> **Work instructions**
- A) Extract the passage of the RunCVM features and limitations text between "N.B. docker run" and "path /disks is reserved)", inclusive, copying it word for word.
- B) Continue the RunCVM features and limitations list from the point where it stops.

:: Selected excerpt

Features and limitations

In the below summary of RunCVM's current main features and limitations, [+] is used to indicate an area of compatibility with standard container runtimes and [-] is used indicate a feature of standard container runtimes that is unsupported.

N.B. docker run and docker exec options not listed below are unsupported and their effect, if used, is unspecified.

  • docker run
    • Mounts
      • [+] --mount (or -v) is supported for volume mounts, tmpfs mounts, and host file and directory bind-mounts (the dst mount path /disks is reserved)
      • [-] Bind-mounting host sockets or devices, and --device is unsupported
    • Networking
      • [+] The default bridge network is supported
      • [+] Custom/user-defined networks specified using --network are supported, including Docker DNS resolution of container names and respect for custom network MTU
      • [+] Multiple network interfaces - when attached via docker run --network or docker network connect (but only to a created and not yet running container) - are supported (including scope=overlay networks and those with multiple subnets)

::::
:: Recorded data

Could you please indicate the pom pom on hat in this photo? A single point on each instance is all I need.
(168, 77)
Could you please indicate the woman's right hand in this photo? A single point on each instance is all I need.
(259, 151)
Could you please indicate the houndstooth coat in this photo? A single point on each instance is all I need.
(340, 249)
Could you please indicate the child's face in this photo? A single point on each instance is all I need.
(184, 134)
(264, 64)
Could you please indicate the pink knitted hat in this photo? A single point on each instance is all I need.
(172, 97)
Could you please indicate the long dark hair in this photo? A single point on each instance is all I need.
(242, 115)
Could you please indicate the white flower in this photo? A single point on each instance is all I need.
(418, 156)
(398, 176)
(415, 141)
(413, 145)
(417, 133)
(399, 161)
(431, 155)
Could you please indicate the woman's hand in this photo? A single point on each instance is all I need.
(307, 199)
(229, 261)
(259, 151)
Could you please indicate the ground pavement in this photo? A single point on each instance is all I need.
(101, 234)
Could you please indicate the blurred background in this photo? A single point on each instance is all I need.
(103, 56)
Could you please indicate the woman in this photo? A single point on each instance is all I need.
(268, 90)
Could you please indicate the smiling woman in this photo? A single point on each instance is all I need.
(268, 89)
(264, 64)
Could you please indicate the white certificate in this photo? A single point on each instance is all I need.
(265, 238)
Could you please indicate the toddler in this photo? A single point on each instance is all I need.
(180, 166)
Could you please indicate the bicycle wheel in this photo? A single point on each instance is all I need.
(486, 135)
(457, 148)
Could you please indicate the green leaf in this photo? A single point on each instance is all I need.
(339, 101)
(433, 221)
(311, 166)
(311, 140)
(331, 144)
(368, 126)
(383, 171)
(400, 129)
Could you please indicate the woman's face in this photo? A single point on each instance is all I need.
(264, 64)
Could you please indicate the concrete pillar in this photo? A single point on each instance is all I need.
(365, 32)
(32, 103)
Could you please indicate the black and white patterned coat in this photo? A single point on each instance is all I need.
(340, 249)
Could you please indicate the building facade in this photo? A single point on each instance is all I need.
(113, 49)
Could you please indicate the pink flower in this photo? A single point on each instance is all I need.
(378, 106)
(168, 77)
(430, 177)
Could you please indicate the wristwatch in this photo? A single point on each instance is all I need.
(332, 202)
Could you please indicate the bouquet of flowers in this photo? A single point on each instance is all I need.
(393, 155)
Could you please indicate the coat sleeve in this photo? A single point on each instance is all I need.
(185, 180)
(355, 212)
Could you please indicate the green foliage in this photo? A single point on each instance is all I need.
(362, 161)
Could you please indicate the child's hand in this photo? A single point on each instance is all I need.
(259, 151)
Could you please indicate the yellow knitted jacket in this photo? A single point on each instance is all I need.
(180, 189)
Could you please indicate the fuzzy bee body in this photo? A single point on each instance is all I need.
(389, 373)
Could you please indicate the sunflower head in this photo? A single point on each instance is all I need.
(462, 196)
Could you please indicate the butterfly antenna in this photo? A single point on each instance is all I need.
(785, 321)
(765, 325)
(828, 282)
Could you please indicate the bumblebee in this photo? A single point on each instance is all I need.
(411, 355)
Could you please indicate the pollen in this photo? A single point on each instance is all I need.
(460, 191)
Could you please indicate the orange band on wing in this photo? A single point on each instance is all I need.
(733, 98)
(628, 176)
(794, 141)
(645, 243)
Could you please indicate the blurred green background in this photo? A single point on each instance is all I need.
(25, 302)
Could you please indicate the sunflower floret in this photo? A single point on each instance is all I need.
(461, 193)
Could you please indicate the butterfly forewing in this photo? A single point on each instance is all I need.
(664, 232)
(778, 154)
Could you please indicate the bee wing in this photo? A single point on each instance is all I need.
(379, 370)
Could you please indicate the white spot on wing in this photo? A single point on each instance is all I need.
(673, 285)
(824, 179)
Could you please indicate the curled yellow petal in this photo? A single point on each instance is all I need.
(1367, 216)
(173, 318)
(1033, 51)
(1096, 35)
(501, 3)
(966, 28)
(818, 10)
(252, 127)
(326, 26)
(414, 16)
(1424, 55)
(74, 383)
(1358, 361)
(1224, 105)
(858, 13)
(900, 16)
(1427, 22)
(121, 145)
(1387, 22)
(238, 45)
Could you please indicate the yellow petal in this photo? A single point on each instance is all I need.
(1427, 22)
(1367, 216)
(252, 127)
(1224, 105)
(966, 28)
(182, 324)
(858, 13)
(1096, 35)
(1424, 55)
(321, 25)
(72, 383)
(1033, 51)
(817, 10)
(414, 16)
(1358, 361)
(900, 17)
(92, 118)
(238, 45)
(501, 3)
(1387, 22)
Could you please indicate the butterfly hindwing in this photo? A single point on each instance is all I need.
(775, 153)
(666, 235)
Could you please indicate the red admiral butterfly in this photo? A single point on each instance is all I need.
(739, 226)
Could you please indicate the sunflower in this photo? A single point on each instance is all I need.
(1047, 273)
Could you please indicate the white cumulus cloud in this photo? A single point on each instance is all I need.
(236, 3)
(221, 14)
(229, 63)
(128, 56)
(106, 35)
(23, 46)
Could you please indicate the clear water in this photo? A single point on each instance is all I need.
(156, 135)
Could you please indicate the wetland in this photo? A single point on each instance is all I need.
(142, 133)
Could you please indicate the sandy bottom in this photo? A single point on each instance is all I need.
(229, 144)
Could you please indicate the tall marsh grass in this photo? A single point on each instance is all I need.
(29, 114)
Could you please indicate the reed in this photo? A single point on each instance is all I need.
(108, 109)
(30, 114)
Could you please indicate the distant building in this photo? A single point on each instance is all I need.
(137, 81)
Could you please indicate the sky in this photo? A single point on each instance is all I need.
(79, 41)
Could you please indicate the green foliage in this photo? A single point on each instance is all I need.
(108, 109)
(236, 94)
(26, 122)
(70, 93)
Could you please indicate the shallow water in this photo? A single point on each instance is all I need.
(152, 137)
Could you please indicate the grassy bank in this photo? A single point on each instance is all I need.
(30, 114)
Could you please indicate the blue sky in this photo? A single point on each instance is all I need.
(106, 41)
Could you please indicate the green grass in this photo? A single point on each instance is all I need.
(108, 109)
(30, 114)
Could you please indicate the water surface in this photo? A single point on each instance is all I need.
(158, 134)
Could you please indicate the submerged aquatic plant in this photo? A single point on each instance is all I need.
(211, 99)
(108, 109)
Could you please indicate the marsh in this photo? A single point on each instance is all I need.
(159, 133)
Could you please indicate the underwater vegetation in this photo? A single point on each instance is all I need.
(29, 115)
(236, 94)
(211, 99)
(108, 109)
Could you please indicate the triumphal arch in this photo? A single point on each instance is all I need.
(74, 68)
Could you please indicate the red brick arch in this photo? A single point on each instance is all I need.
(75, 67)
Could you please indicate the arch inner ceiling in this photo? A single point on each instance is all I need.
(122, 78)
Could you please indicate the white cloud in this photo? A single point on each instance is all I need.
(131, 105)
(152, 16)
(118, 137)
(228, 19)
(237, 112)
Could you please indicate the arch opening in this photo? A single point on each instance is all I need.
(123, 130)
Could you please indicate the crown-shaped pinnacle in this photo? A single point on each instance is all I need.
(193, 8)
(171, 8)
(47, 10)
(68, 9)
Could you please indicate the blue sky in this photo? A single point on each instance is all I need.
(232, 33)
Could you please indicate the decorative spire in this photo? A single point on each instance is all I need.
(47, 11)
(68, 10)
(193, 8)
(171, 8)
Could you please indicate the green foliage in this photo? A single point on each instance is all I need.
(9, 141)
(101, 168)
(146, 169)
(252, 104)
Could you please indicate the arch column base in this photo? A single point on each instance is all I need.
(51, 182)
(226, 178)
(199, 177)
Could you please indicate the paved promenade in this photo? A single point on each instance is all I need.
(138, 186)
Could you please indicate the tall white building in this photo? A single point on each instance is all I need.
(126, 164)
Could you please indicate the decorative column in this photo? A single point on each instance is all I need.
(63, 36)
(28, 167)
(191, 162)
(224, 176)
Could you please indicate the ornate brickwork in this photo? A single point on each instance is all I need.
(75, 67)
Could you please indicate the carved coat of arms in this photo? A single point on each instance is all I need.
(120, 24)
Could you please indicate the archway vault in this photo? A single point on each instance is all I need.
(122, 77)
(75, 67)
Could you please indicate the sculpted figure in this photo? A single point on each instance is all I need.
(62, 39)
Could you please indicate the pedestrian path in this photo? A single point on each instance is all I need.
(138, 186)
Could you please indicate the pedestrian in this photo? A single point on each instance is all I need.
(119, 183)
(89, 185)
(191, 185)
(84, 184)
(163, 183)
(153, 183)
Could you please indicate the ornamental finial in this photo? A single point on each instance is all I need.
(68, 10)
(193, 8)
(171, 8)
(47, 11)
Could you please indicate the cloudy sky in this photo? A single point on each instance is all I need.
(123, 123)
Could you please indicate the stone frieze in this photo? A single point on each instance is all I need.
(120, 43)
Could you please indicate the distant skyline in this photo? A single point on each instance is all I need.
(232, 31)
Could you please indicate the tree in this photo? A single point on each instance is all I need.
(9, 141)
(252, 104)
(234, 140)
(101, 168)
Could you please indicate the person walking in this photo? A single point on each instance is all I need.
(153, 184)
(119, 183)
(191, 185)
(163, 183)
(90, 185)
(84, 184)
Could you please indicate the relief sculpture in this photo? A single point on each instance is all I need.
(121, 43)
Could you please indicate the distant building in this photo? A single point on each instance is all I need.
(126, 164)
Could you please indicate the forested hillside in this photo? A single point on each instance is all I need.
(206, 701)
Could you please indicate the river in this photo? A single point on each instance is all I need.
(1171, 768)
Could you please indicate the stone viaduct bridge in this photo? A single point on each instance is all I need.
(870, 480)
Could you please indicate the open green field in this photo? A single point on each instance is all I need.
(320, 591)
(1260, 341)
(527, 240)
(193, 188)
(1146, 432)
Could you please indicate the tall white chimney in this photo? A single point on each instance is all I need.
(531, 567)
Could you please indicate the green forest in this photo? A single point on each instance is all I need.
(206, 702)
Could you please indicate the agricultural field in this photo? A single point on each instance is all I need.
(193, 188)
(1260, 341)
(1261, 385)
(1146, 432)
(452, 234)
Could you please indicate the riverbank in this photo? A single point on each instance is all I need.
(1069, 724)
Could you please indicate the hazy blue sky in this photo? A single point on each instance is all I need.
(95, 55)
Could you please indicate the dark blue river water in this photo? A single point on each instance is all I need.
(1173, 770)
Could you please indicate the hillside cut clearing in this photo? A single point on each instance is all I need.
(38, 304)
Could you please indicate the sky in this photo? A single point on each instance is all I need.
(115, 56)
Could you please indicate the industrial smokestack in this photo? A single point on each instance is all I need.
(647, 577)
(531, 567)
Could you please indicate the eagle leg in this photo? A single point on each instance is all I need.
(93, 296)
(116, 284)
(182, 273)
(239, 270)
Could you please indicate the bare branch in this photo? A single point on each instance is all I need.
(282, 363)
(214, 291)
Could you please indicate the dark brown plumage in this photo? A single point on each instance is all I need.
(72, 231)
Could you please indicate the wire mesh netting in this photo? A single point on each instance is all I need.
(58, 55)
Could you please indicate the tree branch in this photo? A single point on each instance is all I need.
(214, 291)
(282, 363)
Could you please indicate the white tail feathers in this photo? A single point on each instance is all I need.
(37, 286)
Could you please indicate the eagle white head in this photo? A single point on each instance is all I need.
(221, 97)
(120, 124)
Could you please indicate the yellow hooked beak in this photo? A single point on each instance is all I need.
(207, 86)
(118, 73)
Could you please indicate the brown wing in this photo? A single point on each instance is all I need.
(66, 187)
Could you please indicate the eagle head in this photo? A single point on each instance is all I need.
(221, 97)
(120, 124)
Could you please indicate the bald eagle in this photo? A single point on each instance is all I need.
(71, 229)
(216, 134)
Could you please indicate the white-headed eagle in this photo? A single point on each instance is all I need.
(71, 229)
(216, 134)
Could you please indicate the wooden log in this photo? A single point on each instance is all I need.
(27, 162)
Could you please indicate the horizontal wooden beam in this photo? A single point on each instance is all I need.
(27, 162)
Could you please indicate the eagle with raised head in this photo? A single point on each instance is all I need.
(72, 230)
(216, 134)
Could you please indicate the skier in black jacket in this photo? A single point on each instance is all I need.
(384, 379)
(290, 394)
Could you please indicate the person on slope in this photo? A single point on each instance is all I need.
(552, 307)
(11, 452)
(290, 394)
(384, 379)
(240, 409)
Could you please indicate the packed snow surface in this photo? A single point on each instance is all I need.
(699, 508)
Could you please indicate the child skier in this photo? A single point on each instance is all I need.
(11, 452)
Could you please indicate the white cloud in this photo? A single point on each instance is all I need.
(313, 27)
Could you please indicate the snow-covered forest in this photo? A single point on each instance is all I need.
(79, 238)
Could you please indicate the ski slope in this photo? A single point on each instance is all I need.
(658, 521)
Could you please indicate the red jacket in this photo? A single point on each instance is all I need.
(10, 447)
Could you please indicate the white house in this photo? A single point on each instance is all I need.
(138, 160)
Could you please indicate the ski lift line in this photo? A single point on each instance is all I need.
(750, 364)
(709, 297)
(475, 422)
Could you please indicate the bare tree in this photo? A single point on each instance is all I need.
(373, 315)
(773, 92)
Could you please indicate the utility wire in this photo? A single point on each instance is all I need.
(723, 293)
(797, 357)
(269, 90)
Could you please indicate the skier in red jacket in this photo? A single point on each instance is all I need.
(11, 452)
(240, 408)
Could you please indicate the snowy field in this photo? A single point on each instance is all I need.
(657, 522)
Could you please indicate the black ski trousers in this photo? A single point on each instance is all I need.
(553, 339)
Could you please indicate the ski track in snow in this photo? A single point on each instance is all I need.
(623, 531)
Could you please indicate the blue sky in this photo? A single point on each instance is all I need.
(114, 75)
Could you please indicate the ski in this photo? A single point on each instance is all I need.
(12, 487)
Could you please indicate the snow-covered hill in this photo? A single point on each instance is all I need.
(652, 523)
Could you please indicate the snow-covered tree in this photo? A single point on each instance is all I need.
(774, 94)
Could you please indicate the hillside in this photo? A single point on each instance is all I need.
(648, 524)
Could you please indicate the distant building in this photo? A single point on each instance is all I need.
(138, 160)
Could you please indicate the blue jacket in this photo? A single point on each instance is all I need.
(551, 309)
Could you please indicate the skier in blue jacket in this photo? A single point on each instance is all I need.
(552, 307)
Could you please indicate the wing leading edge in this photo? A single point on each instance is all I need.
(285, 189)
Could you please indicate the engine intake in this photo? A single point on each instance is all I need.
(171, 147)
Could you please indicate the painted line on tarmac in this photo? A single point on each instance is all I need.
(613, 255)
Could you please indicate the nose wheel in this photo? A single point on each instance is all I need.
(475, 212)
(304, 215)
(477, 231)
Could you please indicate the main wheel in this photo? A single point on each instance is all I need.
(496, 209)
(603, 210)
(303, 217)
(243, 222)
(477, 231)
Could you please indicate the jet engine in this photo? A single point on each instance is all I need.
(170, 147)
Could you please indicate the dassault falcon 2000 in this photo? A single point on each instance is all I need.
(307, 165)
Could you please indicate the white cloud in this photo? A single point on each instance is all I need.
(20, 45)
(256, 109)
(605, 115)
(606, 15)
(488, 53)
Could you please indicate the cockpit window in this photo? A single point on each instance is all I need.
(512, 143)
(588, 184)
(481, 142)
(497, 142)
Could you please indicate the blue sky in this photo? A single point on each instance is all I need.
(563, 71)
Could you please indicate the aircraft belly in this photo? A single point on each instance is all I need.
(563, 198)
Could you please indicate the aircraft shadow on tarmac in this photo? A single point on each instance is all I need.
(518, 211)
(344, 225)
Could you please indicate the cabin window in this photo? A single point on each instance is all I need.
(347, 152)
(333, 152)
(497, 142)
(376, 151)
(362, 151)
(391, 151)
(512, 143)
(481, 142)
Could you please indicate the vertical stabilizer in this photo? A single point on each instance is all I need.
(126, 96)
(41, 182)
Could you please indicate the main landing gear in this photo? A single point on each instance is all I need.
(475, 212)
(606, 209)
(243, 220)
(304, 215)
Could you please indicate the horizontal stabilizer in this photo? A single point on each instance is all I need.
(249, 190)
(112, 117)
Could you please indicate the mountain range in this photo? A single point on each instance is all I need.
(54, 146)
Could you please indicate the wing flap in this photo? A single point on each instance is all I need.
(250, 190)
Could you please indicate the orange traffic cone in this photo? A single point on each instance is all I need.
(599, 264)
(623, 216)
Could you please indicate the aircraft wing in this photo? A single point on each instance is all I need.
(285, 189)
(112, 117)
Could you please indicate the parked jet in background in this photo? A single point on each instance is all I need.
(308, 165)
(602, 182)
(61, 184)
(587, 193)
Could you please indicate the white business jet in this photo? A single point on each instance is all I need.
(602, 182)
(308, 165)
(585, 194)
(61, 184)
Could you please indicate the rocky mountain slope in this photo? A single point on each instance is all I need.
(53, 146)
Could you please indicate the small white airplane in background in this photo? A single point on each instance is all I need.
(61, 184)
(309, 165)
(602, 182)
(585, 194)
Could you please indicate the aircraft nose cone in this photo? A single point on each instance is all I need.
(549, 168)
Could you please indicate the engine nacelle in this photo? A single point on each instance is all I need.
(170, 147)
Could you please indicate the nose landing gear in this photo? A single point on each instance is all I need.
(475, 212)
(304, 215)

::::

> **Answers by task**
- A)
N.B. docker run and docker exec options not listed below are unsupported and their effect, if used, is unspecified.

  • docker run
    • Mounts
      • [+] --mount (or -v) is supported for volume mounts, tmpfs mounts, and host file and directory bind-mounts (the dst mount path /disks is reserved)

- B)
      • [+] --publish (or -p) is supported
      • [+] --dns, --dns-option, --dns-search are supported
      • [+] --ip is supported
      • [+] --hostname (or -h) is supported
      • [-] docker network connect on a running container is not supported
      • [-] --network=host and --network=container:name|id are not supported
      • [-] IPv6 is not supported
    • Execution environment
      • [+] --user (or -u) is supported
      • [?] --workdir (or -w) is supported
      • [+] --env (or -e), --env-file is supported
      • [+] --entrypoint is supported
      • [+] --init - is supported (but runs RunCVM's own VM init process rather than Docker's default, tini)
    • stdio/Terminals
      • [+] --detach (or -d) is supported
      • [+] --interactive (or -i) is supported
      • [+] --tty (or -t) is supported (but to enter CTRL-T one must press CTRL-T twice)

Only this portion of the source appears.